Given instruction |
Reproduce the part of the records that opens with the line containing "Task: point at every instance of the reflection" and closes at the end of the records, both ends included, and give only that part. Multiply every coordinate in the answers by 1.2, rounding to whole numbers with halves rounded up, and leave the pictures out.

Records shown |
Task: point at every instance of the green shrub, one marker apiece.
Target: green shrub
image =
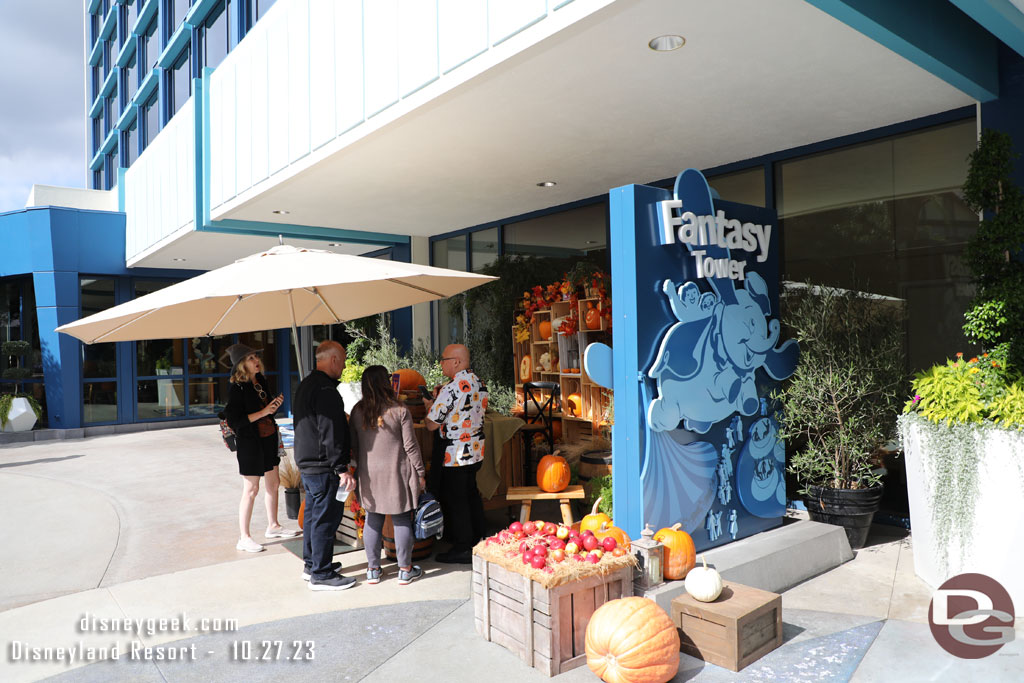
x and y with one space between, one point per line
964 391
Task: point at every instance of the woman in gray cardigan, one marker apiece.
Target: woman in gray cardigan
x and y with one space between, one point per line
389 471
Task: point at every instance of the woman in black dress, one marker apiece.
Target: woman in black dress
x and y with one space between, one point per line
250 413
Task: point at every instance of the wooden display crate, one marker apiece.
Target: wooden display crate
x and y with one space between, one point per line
545 627
742 626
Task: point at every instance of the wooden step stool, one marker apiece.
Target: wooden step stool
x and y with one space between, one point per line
529 494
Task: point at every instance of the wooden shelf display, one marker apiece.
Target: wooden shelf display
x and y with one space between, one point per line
549 356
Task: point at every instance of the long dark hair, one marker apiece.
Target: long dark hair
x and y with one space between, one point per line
378 395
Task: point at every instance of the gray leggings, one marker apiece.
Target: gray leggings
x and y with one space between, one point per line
402 539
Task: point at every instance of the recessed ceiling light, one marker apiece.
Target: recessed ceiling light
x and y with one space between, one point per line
667 43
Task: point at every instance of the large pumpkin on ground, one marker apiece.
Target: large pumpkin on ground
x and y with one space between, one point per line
409 380
553 473
680 555
632 640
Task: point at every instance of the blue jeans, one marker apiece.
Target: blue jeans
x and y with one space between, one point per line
321 519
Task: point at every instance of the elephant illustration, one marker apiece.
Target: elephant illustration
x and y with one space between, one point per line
707 361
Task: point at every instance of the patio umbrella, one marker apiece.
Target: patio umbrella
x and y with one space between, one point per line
282 287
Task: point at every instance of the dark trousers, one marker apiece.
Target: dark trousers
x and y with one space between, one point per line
462 506
320 522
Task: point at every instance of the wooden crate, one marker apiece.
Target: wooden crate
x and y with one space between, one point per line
743 625
545 627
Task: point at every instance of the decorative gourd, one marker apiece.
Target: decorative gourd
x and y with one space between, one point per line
593 316
680 555
607 529
632 640
525 369
594 520
704 584
574 401
410 380
553 473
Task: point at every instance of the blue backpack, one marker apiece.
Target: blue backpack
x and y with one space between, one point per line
428 520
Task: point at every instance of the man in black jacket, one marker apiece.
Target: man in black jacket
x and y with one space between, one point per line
322 454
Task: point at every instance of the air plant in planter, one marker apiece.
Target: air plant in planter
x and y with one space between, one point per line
18 412
291 481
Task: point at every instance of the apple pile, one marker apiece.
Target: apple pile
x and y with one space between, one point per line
543 545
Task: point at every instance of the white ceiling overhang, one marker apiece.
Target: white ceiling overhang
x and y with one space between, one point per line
593 108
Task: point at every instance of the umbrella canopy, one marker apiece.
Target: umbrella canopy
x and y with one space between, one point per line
279 288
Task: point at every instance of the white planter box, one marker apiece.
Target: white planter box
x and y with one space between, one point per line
993 541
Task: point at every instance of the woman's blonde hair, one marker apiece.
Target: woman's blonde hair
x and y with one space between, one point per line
239 374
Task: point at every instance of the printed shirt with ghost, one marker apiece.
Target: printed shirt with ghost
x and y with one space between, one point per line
459 410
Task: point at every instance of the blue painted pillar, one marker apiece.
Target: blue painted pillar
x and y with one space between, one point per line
56 304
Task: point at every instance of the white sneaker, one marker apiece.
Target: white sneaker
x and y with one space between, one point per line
248 545
281 532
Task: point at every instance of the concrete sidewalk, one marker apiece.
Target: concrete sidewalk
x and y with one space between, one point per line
142 526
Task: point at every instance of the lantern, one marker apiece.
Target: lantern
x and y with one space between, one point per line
650 561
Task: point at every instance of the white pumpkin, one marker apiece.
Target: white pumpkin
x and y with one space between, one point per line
704 584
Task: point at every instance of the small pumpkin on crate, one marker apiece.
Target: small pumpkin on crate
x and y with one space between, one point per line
632 640
680 555
553 473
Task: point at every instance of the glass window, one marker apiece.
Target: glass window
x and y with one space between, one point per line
152 120
484 248
887 217
214 37
262 6
151 46
180 81
569 232
177 10
742 186
98 360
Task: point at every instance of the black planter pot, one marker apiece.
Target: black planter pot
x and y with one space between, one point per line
852 509
292 503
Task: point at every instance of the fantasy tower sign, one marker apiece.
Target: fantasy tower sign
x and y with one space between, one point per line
695 356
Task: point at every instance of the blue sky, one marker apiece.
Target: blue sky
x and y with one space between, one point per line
42 97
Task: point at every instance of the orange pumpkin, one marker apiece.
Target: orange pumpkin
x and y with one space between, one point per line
594 520
525 369
619 535
680 555
574 402
553 473
410 380
632 640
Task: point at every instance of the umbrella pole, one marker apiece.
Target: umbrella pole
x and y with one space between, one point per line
298 351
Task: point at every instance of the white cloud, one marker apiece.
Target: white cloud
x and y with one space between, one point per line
42 97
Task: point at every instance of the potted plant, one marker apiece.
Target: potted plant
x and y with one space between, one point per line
18 412
291 481
962 432
842 402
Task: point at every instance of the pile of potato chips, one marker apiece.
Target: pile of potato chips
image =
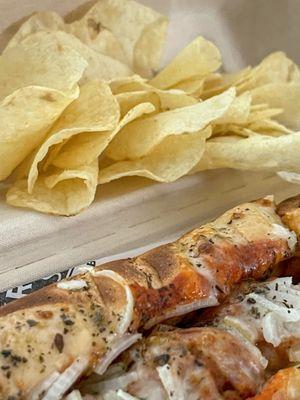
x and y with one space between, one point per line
82 104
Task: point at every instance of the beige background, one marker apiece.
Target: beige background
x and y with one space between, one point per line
132 213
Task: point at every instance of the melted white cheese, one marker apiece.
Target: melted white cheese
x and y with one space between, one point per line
77 284
284 233
128 312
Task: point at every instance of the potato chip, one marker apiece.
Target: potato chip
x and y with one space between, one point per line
31 63
64 192
263 114
140 30
141 136
162 100
269 127
285 96
25 117
99 66
86 146
104 42
128 100
275 68
291 177
132 83
41 21
97 38
174 157
95 110
255 153
191 86
199 58
238 112
215 84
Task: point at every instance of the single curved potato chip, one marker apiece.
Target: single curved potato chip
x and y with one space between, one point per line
141 136
31 63
285 96
199 58
255 153
41 21
163 100
215 84
291 177
104 41
100 66
174 157
275 68
140 30
191 86
97 38
25 117
128 100
238 112
64 192
95 110
85 147
133 83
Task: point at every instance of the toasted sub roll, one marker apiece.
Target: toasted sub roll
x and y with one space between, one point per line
68 330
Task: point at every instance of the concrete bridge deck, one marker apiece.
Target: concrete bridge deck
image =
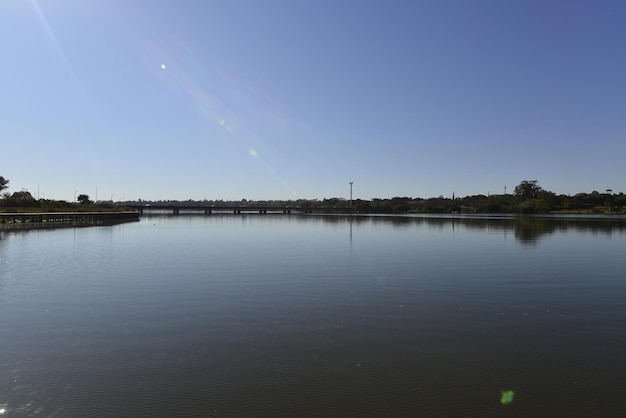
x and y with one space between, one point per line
176 209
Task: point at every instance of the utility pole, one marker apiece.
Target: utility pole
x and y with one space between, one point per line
351 193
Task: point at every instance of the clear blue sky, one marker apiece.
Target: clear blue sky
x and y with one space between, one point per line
284 99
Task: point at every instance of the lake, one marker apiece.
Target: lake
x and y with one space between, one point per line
296 315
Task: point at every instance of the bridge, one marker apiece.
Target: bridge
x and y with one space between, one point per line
236 209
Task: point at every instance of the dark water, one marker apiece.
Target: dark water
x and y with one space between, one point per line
276 315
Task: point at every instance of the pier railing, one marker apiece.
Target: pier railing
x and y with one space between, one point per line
55 219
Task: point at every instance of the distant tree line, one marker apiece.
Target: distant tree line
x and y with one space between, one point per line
528 197
22 200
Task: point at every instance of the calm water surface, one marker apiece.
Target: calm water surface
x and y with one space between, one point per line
278 315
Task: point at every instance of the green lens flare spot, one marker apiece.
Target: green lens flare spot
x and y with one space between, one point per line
507 397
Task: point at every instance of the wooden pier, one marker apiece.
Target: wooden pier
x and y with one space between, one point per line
64 219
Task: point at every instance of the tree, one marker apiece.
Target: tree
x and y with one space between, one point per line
4 183
83 199
528 189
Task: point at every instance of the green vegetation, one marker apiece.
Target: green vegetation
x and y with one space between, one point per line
528 198
23 201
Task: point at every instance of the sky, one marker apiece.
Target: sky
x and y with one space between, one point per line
284 99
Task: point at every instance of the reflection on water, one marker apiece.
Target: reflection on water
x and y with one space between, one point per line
254 315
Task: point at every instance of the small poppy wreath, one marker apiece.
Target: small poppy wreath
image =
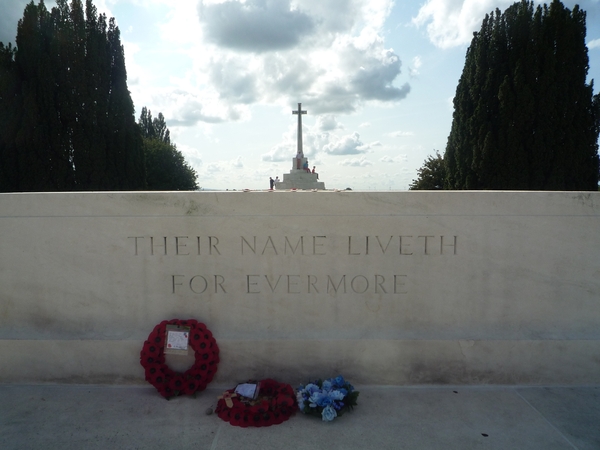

Result of the exercise |
Task: point at every instance of the reflection on water, one marker apiece.
Target: reflection on water
x and y with one space between, one point per line
305 378
Task: point at every instance of the small poppy wreath, one marker apiece.
Target: small poppy wreath
image =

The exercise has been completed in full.